▶ **TEXT TO READ**
** START **

# Visual Basic > Slow Chat with the Microsoft Visual Basic team >  Dim

## masfenix

hey guys, really excited to be here. When does a 18 year old highschool student get to talk to his favourite coding language developers  :Smilie: /

anyways, one question i've had for a long time is what in the blue sky does "DIM" stand for ?

he two famous answers ive heard are dimension, and declare in memory?.

thanks

also, as a student in science (bio, physics), programming is just a hobby so im still at a beginner to intermediate level I'd say.

I was also wondering how a programming language is created? do you use c++ to create vb?  like i just cant picture it in my head  :Smilie:

----------


## PaulYuk_MS

Great question!

Dim is definitely rooted from Dimension.  In much older versions of basic you would use Dim to create an array in memory.  At some point (we're not exactly sure when) this was extended to a broader set of variable types.  I'll ask some people around the company to see if we can track it back to the very beginning.

----------


## RobDog888

Hey Paul  :Smilie: 

I vaugly remember back with extended basic (BASICA) we used Dim but I think it was only with arrays. For strng variables it was just ...

FirstName$ = ""

to initialize/declare a variable. So maybe it was sometime when BASICA turned into Visual Basic that the dimensioning changed?


*Edit: 48,000 Posts!*  :Big Grin:

----------


## PaulYuk_MS

Yes, I definitely remember it there, in QBasic, TrueBasic, and GWBasic (I think) -- again for arrays.  

There are some people here who worked on VBv1 -- hopefully they can shed some light.

----------

** END **

▶ **WHAT YOU WILL DO**
1. Which distinct usernames post in the thread about Dim? List all of them.
2. Summarize the thread about Dim in two sentences.
3. Reproduce the part of the thread about Dim that runs from "he two famous" up to and including "Great question!".

▶ **SUPPLIED MATERIAL**

** START **

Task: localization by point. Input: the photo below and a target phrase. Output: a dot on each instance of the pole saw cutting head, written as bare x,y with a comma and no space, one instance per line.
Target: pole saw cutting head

** END **

▶ **COMPLETED EXERCISE**
1. masfenix, PaulYuk_MS, RobDog888

2. A high school student asks what "DIM" stands for and how a programming language is created. PaulYuk_MS answers that Dim is rooted in "Dimension" and was first used in older versions of BASIC to create arrays before being extended to more variable types, and RobDog888 and PaulYuk_MS recall that earlier BASICs such as BASICA and QBasic used it only for arrays.

3.
he two famous answers ive heard are dimension, and declare in memory?.

thanks

also, as a student in science (bio, physics), programming is just a hobby so im still at a beginner to intermediate level I'd say.

I was also wondering how a programming language is created? do you use c++ to create vb?  like i just cant picture it in my head  :Smilie:

----------


## PaulYuk_MS

Great question!